PAGE EXCERPT =
More than anything else, however, it is not unthinkable for Russia to utilize its cyber warfare capabilities to cripple the civil and military infrastructures of the US and its allies, if the superpower is hit in Syria.
Russia may also use economic means, such as halting the flow of gas to Europe through the Ukraine in response to a possible American attack.
All of these means are well within the Russians' reach, but it is more than likely that if the American offensive homes in on the regime itself and its military assets, the Russians may contain their retaliation to political-diplomatic channels, rather than outright warfare.
Despite his proclamations, Putin must not be willing to risk vital Russian interests and Russian troops to defend his client, the butcher of Damascus.
It all boils down to interests. Russia isn't in Syria because of its immense fondness for Assad, but because it is promoting its global and regional agenda by so doing. It will not sacrifice Russian interests or human lives for the preservation and welfare of the Assad regime, or for the Iranians to continue their strive to Middle-Eastern hegemony.
Tensions in the north, therefore—in anticipation of the American attack—are justified, but a global war is not likely to break out even if that strike does happen.
Rebuilding deterrence and credibility
The American need to strike in Syria stems from three reasons. Firstly, rebuilding the American strategic deterrence in the world in general and in the Middle East in particular.
This deterrence suffered a grievous blow during the term in office of former president Barack Obama, but the US can still use a well-timed show of strength and determination to keep its word and rehabilitate its standing as the world's foremost political and military power.
In so doing, it may also set an example for other countries carrying out crimes against humanity, much like the Syrian regime.
This show of determination will have a deterring effect not only on Russia, however, but also on North Korea, Iran and any other countries breaching international law and interested in manufacturing or developing unconventional arms.
The second reason the US is hard-pressed to avoid striking is its need to restore its credibility and leading status among its East Asian and Middle Eastern allies. Belief in the Americans' ability to come to the aid of countries attacked by North Korea or Iran was greatly shaken in Japan and South Korea, for instance, as well as in Saudi Arabia.
Many in Israel's Cabinet and defense establishment are also skeptical as to whether the US will come to our aid in our own time of peril. If the US does not strike, this feeling will only be reinforced—in Israel as well—leading to the strategic perception that we should act without taking international opinion into consideration, since no one will do the job for us—for instance as it pertains to stopping the Iranian nuclear program or the country's entrenchment in Syria.

WHAT TO WORK ON =
1. In the Syria excerpt, what economic step might Russia take in response to an American attack?
2. Write out the stretch of the Syria excerpt from "This show of" through "in Saudi Arabia.", word for word.

PROVIDED DATA =
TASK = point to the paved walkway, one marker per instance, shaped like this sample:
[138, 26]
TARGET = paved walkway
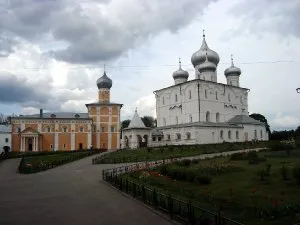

SOLVED TASKS =
1. Russia might halt the flow of gas to Europe through the Ukraine.

2.
This show of determination will have a deterring effect not only on Russia, however, but also on North Korea, Iran and any other countries breaching international law and interested in manufacturing or developing unconventional arms.
The second reason the US is hard-pressed to avoid striking is its need to restore its credibility and leading status among its East Asian and Middle Eastern allies. Belief in the Americans' ability to come to the aid of countries attacked by North Korea or Iran was greatly shaken in Japan and South Korea, for instance, as well as in Saudi Arabia.